--- Data for this task ---
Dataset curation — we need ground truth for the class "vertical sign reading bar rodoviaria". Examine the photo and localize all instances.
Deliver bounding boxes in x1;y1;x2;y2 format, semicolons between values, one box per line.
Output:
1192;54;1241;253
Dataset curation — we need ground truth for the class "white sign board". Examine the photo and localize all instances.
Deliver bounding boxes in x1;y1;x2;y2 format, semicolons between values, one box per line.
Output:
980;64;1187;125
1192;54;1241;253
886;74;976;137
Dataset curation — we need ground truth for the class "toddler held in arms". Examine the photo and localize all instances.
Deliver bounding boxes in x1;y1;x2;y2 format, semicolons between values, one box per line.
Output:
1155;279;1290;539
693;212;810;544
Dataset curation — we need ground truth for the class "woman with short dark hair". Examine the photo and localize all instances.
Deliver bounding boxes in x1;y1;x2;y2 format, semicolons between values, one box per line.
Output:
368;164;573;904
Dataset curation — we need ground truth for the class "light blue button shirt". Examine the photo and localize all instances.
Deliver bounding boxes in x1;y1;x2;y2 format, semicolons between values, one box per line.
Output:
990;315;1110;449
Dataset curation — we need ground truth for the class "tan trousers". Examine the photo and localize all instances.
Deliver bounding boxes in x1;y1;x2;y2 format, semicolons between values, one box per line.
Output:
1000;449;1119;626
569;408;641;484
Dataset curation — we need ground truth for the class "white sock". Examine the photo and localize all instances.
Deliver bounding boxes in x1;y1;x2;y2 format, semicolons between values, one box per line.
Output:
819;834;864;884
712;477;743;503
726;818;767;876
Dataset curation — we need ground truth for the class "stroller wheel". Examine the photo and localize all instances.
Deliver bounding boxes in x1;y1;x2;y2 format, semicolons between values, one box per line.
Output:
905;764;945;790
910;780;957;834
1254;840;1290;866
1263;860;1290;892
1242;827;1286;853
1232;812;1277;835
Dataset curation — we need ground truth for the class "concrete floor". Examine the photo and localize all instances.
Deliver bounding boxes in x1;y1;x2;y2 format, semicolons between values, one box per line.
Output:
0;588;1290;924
---
> [Stated problem] Pick out every line in the rows above that contains the word "localize", and copy each of those lines in full.

> [Answer to the task]
Dataset curation — we need ground truth for the class "vertical sign reading bar rodoviaria". Examine the photo and localize all instances.
Dataset curation — we need ground truth for the class "white sign board". Examine the photo and localize all instances.
Dataset curation — we need ground truth for the class "toddler held in arms". Examine the photo and localize all instances.
Dataset curation — we need ground truth for the class "woman with short dark hair". Examine the photo and localize all instances.
Dataset curation — we need ground truth for the class "light blue button shirt". Examine the photo and localize all instances.
Dataset curation — we need ground truth for the class "tan trousers". Examine the photo and localize all instances.
Dataset curation — we need ground truth for the class "white sock". Examine the photo and localize all instances.
Dataset curation — we need ground truth for the class "stroller wheel". Examine the photo and localize all instances.
Dataset curation — we need ground truth for the class "concrete floor". Examine the photo and localize all instances.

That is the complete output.